**GIVEN EXERCISE:** How many lines in the entries below contain the word "polished"? Give only the number.

**INPUT DATA:**
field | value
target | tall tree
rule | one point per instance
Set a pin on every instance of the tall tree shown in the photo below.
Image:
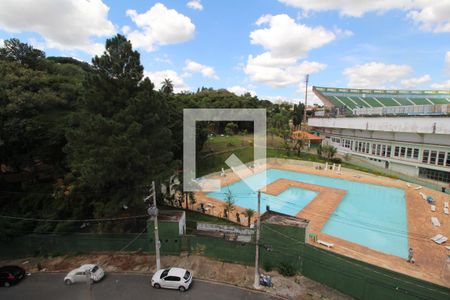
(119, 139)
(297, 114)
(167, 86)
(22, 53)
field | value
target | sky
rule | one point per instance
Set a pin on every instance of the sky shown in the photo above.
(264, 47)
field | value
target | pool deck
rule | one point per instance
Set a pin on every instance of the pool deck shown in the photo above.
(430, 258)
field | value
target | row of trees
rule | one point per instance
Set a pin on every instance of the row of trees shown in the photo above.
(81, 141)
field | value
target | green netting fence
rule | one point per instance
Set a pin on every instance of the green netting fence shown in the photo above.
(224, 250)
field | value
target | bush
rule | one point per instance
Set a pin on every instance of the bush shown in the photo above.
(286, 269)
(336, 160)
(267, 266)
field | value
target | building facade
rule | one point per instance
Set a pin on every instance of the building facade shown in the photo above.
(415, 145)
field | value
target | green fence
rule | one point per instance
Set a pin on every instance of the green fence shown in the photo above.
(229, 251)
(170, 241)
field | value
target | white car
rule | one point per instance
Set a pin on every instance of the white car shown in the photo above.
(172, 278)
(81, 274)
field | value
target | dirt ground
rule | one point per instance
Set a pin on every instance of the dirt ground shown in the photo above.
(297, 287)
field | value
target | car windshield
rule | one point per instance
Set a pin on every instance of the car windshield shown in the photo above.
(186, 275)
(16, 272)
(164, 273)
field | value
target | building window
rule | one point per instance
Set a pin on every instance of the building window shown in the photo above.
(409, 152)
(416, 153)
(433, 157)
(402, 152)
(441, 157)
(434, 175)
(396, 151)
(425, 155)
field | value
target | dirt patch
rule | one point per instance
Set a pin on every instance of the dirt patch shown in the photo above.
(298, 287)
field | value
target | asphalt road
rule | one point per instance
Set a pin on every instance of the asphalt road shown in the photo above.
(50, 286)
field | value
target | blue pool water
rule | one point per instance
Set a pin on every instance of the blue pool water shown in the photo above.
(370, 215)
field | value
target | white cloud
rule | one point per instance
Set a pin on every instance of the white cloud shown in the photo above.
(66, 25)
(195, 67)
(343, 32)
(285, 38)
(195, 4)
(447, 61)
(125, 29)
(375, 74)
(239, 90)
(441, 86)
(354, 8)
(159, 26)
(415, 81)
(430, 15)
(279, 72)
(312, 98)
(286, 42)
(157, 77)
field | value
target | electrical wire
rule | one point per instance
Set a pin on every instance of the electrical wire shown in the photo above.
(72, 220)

...

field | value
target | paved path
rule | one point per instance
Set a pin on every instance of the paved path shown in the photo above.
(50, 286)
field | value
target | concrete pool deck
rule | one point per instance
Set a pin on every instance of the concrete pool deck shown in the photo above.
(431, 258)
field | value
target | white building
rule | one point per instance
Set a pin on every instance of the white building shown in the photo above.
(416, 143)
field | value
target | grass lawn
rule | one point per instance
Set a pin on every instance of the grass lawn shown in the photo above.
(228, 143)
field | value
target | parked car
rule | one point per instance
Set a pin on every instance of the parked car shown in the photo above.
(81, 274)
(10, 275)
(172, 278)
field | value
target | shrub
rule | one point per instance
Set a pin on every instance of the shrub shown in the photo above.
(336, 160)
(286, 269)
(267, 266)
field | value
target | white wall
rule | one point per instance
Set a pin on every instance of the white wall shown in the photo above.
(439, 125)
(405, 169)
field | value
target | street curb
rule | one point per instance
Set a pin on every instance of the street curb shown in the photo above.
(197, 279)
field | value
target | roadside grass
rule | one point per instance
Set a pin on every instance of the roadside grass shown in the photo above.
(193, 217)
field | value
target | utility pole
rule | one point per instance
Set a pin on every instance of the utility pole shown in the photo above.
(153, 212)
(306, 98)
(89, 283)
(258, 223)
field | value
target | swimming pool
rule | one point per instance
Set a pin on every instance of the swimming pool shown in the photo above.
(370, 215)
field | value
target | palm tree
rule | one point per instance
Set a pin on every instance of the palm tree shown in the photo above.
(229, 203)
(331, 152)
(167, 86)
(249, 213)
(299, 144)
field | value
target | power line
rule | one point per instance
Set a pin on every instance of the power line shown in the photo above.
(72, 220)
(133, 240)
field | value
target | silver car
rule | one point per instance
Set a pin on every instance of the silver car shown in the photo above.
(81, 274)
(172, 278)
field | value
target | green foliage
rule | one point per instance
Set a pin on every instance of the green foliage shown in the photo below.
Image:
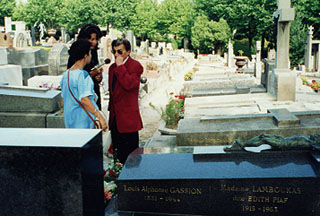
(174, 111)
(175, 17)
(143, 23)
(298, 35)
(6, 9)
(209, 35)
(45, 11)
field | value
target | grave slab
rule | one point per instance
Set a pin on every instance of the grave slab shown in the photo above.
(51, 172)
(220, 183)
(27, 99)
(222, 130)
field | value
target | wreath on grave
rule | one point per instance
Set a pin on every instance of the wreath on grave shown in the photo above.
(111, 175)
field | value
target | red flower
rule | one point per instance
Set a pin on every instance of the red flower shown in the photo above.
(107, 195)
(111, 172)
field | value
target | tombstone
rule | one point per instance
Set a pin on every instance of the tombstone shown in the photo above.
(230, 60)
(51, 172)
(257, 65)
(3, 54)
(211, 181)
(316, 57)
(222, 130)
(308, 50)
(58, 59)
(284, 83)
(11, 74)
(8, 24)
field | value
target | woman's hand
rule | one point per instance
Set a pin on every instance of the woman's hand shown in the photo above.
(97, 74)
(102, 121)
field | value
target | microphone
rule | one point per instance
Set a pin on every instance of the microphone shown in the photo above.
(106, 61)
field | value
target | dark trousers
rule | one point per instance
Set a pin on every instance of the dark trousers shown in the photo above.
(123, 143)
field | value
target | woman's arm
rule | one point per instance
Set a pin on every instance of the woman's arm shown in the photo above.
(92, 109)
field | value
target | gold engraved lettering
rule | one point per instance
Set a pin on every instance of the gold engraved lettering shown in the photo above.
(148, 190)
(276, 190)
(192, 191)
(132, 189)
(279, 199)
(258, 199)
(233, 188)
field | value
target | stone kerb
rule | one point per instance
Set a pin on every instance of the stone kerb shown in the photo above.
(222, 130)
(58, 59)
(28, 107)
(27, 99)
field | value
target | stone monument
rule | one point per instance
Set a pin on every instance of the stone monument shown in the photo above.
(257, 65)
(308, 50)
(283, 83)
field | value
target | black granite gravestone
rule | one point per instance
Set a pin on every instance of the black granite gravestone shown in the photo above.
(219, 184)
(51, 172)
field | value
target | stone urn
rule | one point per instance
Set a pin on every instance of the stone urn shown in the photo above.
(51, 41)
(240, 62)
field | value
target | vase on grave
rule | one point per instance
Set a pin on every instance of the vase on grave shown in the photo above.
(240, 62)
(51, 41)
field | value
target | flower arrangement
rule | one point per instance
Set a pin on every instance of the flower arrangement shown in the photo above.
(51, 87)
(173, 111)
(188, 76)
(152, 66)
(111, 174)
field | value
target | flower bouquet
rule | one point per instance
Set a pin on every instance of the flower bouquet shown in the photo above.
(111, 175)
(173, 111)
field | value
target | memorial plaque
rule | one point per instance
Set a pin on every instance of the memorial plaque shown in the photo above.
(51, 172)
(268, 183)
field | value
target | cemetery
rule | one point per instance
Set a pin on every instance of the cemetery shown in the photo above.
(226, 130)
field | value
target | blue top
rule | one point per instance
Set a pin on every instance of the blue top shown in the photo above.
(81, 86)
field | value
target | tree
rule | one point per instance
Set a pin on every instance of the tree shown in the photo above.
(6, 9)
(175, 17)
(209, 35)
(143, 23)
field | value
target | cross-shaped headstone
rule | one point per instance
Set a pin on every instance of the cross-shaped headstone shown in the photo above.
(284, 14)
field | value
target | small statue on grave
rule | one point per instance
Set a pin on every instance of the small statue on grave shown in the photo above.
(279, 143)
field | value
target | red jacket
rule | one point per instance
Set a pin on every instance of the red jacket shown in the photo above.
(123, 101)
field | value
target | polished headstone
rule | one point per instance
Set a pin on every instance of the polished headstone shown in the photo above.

**RESULT BELOW:** 2